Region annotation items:
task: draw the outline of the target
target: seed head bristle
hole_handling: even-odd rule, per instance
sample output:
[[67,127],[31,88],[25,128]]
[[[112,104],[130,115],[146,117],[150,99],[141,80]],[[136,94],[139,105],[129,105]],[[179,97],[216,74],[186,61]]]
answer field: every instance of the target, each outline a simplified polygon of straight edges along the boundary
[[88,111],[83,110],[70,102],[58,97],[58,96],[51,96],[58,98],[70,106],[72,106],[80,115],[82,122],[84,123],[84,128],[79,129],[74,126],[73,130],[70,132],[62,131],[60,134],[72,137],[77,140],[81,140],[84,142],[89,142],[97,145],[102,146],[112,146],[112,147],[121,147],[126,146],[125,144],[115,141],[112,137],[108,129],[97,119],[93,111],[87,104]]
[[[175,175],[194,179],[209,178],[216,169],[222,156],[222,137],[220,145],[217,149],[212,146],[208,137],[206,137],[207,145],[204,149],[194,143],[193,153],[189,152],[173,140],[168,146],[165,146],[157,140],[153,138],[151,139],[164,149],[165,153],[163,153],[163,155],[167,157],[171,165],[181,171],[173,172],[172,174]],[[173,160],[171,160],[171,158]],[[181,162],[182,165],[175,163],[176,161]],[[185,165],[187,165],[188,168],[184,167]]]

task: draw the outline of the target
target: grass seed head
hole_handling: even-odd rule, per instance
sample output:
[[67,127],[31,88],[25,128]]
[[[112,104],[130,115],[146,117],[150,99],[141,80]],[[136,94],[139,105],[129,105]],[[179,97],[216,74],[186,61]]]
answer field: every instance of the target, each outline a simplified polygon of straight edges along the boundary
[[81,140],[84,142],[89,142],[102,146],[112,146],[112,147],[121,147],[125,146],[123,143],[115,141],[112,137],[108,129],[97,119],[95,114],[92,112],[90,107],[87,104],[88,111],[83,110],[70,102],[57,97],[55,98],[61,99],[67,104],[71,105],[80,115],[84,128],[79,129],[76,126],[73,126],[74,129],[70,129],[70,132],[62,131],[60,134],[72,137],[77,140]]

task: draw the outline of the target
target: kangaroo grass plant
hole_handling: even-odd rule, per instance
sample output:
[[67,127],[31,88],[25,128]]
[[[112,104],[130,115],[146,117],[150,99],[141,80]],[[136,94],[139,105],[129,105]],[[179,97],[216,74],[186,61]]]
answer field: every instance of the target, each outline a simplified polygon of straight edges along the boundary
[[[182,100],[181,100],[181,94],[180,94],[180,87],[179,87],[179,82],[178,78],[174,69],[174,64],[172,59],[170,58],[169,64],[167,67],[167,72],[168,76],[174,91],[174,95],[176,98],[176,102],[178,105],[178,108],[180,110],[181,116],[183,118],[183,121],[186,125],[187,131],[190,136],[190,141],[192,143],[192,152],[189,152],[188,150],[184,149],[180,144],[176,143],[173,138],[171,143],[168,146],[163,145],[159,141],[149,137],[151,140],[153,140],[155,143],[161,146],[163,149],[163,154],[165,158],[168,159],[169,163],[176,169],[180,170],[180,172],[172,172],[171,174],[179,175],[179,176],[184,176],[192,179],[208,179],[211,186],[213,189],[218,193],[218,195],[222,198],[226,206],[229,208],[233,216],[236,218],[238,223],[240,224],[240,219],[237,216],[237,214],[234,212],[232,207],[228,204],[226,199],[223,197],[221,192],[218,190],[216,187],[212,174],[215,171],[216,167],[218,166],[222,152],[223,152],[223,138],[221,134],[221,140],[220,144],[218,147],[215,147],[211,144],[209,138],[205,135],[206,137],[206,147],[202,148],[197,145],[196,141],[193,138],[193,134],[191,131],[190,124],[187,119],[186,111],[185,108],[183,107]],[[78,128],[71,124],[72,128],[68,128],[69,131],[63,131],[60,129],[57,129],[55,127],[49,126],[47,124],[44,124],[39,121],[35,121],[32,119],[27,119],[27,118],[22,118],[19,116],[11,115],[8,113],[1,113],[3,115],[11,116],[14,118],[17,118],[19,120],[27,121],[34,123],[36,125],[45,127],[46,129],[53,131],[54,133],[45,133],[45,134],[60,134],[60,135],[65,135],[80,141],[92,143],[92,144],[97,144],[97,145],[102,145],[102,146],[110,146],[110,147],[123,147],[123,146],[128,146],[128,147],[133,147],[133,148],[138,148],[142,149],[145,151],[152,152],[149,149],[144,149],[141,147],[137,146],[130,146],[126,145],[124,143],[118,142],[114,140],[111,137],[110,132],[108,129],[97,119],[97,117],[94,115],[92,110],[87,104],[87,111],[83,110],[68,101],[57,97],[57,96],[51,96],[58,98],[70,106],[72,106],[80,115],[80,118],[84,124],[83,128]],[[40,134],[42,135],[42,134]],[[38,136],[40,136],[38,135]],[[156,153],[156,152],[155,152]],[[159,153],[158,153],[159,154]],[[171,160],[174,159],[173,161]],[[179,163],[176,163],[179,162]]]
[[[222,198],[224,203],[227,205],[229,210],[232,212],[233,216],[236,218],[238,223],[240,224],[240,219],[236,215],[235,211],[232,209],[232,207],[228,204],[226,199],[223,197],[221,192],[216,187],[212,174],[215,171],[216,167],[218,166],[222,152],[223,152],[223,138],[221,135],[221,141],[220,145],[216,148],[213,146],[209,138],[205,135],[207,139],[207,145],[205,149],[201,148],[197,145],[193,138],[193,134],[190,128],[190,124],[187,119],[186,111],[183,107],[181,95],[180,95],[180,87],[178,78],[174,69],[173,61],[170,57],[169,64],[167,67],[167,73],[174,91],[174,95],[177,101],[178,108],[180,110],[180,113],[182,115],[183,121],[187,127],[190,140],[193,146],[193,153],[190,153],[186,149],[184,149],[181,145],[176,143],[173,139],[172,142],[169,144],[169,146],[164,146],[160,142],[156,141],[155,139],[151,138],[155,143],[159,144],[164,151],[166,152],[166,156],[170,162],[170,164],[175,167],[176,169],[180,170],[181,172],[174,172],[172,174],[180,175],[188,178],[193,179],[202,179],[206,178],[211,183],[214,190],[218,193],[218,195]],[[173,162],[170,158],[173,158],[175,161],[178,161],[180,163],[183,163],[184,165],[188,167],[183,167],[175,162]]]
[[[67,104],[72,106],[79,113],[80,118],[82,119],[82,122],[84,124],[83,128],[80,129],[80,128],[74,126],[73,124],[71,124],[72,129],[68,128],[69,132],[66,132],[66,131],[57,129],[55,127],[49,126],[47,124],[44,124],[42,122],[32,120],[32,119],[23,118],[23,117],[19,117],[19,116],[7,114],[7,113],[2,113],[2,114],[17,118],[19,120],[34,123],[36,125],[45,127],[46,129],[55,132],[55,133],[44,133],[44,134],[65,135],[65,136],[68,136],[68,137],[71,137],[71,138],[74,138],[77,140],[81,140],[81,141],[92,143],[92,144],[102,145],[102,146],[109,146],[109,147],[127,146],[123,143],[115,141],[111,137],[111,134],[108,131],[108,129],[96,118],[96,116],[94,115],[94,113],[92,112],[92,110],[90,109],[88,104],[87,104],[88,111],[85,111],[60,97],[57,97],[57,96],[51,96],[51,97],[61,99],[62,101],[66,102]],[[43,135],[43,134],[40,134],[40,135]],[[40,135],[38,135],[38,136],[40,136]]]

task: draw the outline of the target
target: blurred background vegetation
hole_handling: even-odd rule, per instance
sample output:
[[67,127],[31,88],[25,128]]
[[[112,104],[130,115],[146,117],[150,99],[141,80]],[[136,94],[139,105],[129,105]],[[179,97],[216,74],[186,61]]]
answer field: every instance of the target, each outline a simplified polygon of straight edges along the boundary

GOAL:
Report how many lines in the records contain the string "head". Give only the number.

TASK RESULT:
2